* [Required work]:
Nothing except the pictures should be left out when you reproduce the listing exactly.

* [Information]:
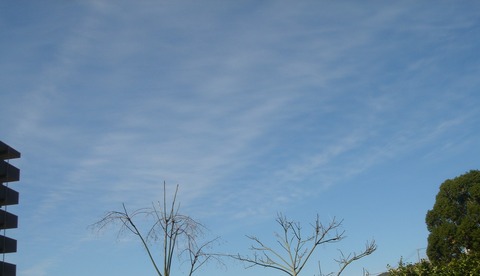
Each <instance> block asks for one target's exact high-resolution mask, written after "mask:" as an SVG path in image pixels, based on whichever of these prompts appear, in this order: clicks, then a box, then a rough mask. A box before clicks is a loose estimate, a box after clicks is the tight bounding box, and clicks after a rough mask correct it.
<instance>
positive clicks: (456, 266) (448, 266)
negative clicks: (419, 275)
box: [388, 254, 480, 276]
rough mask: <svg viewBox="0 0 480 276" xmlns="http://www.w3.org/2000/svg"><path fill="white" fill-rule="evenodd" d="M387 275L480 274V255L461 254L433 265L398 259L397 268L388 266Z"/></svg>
mask: <svg viewBox="0 0 480 276" xmlns="http://www.w3.org/2000/svg"><path fill="white" fill-rule="evenodd" d="M388 275H389V276H415V275H438V276H457V275H458V276H474V275H480V255H479V254H462V255H461V256H459V257H458V258H457V259H454V260H452V261H451V262H449V263H448V264H441V265H434V264H432V263H431V262H429V261H427V260H422V261H421V262H419V263H416V264H404V263H403V262H402V261H400V263H399V265H398V268H390V269H389V270H388Z"/></svg>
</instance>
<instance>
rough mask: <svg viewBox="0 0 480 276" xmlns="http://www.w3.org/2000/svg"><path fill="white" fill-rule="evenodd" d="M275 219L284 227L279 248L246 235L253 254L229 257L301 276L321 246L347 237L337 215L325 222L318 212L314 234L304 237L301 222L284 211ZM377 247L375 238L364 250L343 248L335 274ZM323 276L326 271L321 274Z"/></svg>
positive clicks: (340, 239)
mask: <svg viewBox="0 0 480 276" xmlns="http://www.w3.org/2000/svg"><path fill="white" fill-rule="evenodd" d="M276 221H277V223H278V224H279V225H280V227H281V229H282V231H281V232H280V233H275V236H276V242H277V244H278V245H279V247H278V246H277V247H272V246H269V245H267V244H265V243H264V242H262V241H261V240H260V239H258V238H257V237H255V236H247V237H248V238H249V239H250V240H251V241H253V245H252V246H251V247H250V249H251V250H252V251H253V255H252V256H242V255H240V254H237V255H229V256H230V257H232V258H234V259H237V260H240V261H242V262H245V263H247V264H248V265H247V268H248V267H253V266H262V267H265V268H272V269H276V270H279V271H282V272H283V273H285V274H287V275H290V276H298V275H299V274H300V272H301V271H302V270H303V269H304V268H305V265H306V264H307V262H308V261H309V259H310V258H311V256H312V254H313V252H314V251H315V250H316V249H317V247H318V246H319V245H322V244H328V243H336V242H339V241H341V240H343V239H344V237H345V236H344V233H345V231H341V232H339V228H340V226H341V224H342V221H337V220H336V219H335V218H334V219H333V220H332V221H331V222H330V223H329V224H328V225H324V224H322V223H321V222H320V219H319V216H318V215H317V218H316V220H315V223H314V224H311V226H312V233H311V234H310V235H309V236H307V237H303V236H302V227H301V226H300V223H299V222H295V221H292V220H288V219H287V217H286V216H284V215H283V214H281V213H279V214H278V215H277V219H276ZM376 248H377V246H376V244H375V241H371V242H367V244H366V247H365V250H363V251H362V252H360V253H351V254H348V255H345V254H343V253H342V252H341V251H340V255H341V256H340V258H339V259H337V260H335V261H336V262H337V263H338V264H339V265H340V270H339V271H338V272H337V274H336V275H337V276H338V275H340V274H341V273H342V272H343V271H344V270H345V268H346V267H347V266H348V265H350V264H351V263H352V262H354V261H357V260H359V259H361V258H363V257H365V256H367V255H370V254H372V253H373V252H374V251H375V250H376ZM320 273H321V271H320ZM333 274H334V273H330V274H328V275H333ZM321 275H323V274H322V273H321Z"/></svg>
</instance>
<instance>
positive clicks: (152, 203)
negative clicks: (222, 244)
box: [92, 183, 219, 276]
mask: <svg viewBox="0 0 480 276" xmlns="http://www.w3.org/2000/svg"><path fill="white" fill-rule="evenodd" d="M177 193H178V185H177V187H176V189H175V194H174V196H173V200H172V202H171V204H167V197H166V185H165V183H164V185H163V202H157V203H156V204H155V203H152V207H150V208H142V209H137V210H135V211H133V212H128V210H127V208H126V206H125V204H122V206H123V209H122V210H121V211H110V212H107V213H106V214H105V216H104V217H103V218H102V219H101V220H99V221H98V222H96V223H94V224H93V225H92V227H93V228H95V229H97V230H101V229H103V228H105V227H106V226H108V225H110V224H116V223H119V222H120V224H121V226H120V229H119V231H118V234H119V235H121V234H123V233H125V232H130V233H133V234H134V235H135V236H137V237H138V238H139V239H140V241H141V243H142V245H143V247H144V248H145V250H146V251H147V254H148V257H149V259H150V261H151V263H152V265H153V267H154V268H155V271H156V272H157V274H158V275H159V276H171V275H172V262H173V260H174V258H175V256H177V257H179V258H180V259H181V258H182V256H183V257H185V255H186V256H187V258H188V263H189V272H188V275H189V276H191V275H192V274H193V273H194V272H196V271H197V270H198V269H199V268H200V267H201V266H202V265H204V264H205V263H206V262H208V261H209V260H210V259H212V258H214V259H216V260H219V259H218V255H215V254H210V253H208V252H207V251H206V250H207V249H209V248H210V246H211V245H212V244H213V243H214V242H215V241H217V239H218V238H215V239H213V240H209V241H207V242H203V243H199V238H200V236H202V235H203V232H204V230H205V227H204V226H203V225H202V224H200V223H199V222H197V221H195V220H194V219H192V218H191V217H189V216H186V215H182V214H180V213H179V209H180V206H179V204H177V202H176V199H177ZM138 216H144V217H151V218H153V221H154V223H153V225H152V226H151V227H150V228H149V229H148V231H144V232H143V231H141V229H139V228H140V227H138V226H137V224H136V223H135V221H136V219H137V217H138ZM152 243H160V244H161V246H162V250H161V251H162V252H161V254H160V256H161V259H162V261H163V263H158V262H157V259H156V258H155V257H154V254H153V252H152V249H151V246H150V245H151V244H152ZM176 253H177V254H176Z"/></svg>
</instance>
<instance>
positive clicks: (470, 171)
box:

* [Result for this exercise]:
Each <instance> block asks for one target's exact high-resolution mask, written after "mask:" as an SVG path in image pixels, based on whichever of these prompts appear, in this order: clicks, then a box, then a rough mask. A box before clicks is a loose estimate, a box after clicks is the tight bounding box, and clicks after a rough mask correct it.
<instance>
positive clicks: (456, 266) (448, 266)
negative clicks: (419, 275)
box: [388, 254, 480, 276]
rough mask: <svg viewBox="0 0 480 276" xmlns="http://www.w3.org/2000/svg"><path fill="white" fill-rule="evenodd" d="M387 275L480 274V255L461 254L433 265L398 259L397 268L388 266Z"/></svg>
mask: <svg viewBox="0 0 480 276" xmlns="http://www.w3.org/2000/svg"><path fill="white" fill-rule="evenodd" d="M388 275H389V276H415V275H438V276H457V275H458V276H474V275H480V255H479V254H462V255H461V256H459V257H458V258H457V259H454V260H452V261H451V262H449V263H448V264H441V265H434V264H432V263H431V262H429V261H427V260H422V261H421V262H419V263H416V264H404V263H403V262H402V261H400V263H399V265H398V268H390V269H389V270H388Z"/></svg>
</instance>
<instance>
rough mask: <svg viewBox="0 0 480 276" xmlns="http://www.w3.org/2000/svg"><path fill="white" fill-rule="evenodd" d="M275 219L284 227L279 248L246 235L253 254L229 257L301 276L321 246L347 237L337 215L325 222L318 212L314 234L304 237L301 222L284 211ZM377 247L375 238L364 250L343 248L335 274ZM323 276L326 271L321 274Z"/></svg>
positive clicks: (340, 239)
mask: <svg viewBox="0 0 480 276" xmlns="http://www.w3.org/2000/svg"><path fill="white" fill-rule="evenodd" d="M276 221H277V223H278V224H279V225H280V227H281V229H282V231H281V232H280V233H275V236H276V242H277V244H278V245H279V247H278V246H277V247H272V246H269V245H267V244H265V243H264V242H262V241H261V240H260V239H258V238H257V237H255V236H247V237H248V238H249V239H250V240H251V241H253V245H252V246H251V247H250V249H251V250H252V251H253V255H252V256H242V255H240V254H237V255H229V256H230V257H232V258H234V259H237V260H240V261H242V262H245V263H247V264H248V265H247V268H248V267H253V266H262V267H265V268H272V269H276V270H279V271H282V272H283V273H285V274H287V275H290V276H298V275H299V274H300V272H301V271H302V270H303V269H304V268H305V265H306V264H307V262H308V261H309V259H310V258H311V256H312V254H313V252H314V251H315V250H316V249H317V247H318V246H319V245H322V244H328V243H336V242H339V241H341V240H343V239H344V237H345V236H344V233H345V231H341V232H339V228H340V226H341V224H342V221H337V220H336V219H335V218H334V219H333V220H332V221H331V222H330V223H329V224H328V225H324V224H322V223H321V222H320V219H319V216H318V215H317V218H316V220H315V223H314V224H311V226H312V233H311V234H310V235H309V236H307V237H303V236H302V227H301V226H300V223H299V222H295V221H292V220H288V219H287V217H286V216H284V215H283V214H281V213H279V214H278V215H277V219H276ZM376 248H377V246H376V244H375V241H371V242H367V244H366V247H365V250H363V251H362V252H360V253H351V254H348V255H345V254H343V253H342V252H341V251H340V255H341V256H340V258H339V259H337V260H335V261H336V262H337V263H338V264H339V265H340V270H339V271H338V272H337V274H336V275H337V276H338V275H340V274H341V273H342V272H343V271H344V270H345V268H346V267H347V266H348V265H350V264H351V263H352V262H354V261H357V260H359V259H361V258H363V257H365V256H367V255H370V254H372V253H373V252H374V251H375V250H376ZM320 273H321V271H320ZM333 274H334V273H330V274H328V275H333ZM321 275H323V274H322V273H321Z"/></svg>
</instance>
<instance>
positive clicks: (152, 203)
negative clicks: (222, 244)
box: [92, 183, 219, 276]
mask: <svg viewBox="0 0 480 276" xmlns="http://www.w3.org/2000/svg"><path fill="white" fill-rule="evenodd" d="M177 193H178V185H177V187H176V189H175V194H174V196H173V200H172V202H171V204H167V197H166V185H165V183H164V185H163V202H157V203H156V204H155V203H152V207H150V208H142V209H137V210H135V211H133V212H128V210H127V208H126V206H125V204H122V206H123V209H122V210H121V211H110V212H107V213H106V214H105V216H104V217H103V218H102V219H101V220H99V221H98V222H96V223H94V224H93V225H92V227H93V228H95V229H97V230H101V229H103V228H105V227H106V226H108V225H110V224H116V223H119V222H120V224H121V226H120V229H119V231H118V234H119V235H121V234H123V233H125V232H130V233H133V234H134V235H135V236H137V237H138V238H139V239H140V241H141V243H142V245H143V247H144V248H145V250H146V251H147V254H148V257H149V259H150V261H151V263H152V265H153V267H154V268H155V271H156V272H157V274H158V275H159V276H171V275H172V262H173V260H174V258H175V256H177V257H179V258H180V259H181V258H182V256H183V257H185V255H186V256H187V258H188V263H189V272H188V275H189V276H191V275H192V274H193V273H194V272H196V271H197V270H198V269H199V268H200V267H201V266H202V265H204V264H205V263H206V262H208V261H209V260H210V259H212V258H214V259H216V260H219V259H218V255H215V254H210V253H208V252H207V251H206V250H207V249H209V248H210V246H211V245H212V244H213V243H214V242H215V241H217V239H218V238H215V239H213V240H209V241H207V242H203V243H199V238H200V236H202V235H203V232H204V230H205V227H204V226H203V225H202V224H200V223H199V222H197V221H195V220H194V219H192V218H191V217H189V216H186V215H182V214H180V213H179V209H180V206H179V204H177V202H176V199H177ZM138 216H144V217H151V218H153V221H154V223H153V225H152V226H151V227H150V228H149V229H148V231H144V232H143V231H141V229H139V228H140V227H138V226H137V224H136V223H135V221H136V219H137V217H138ZM152 243H160V244H161V246H162V250H161V251H162V252H161V254H160V256H161V259H162V261H163V263H158V262H157V259H156V258H155V257H154V254H153V252H152V249H151V246H150V245H151V244H152ZM176 253H177V254H176Z"/></svg>
</instance>
<instance>
positive clicks: (470, 171)
box:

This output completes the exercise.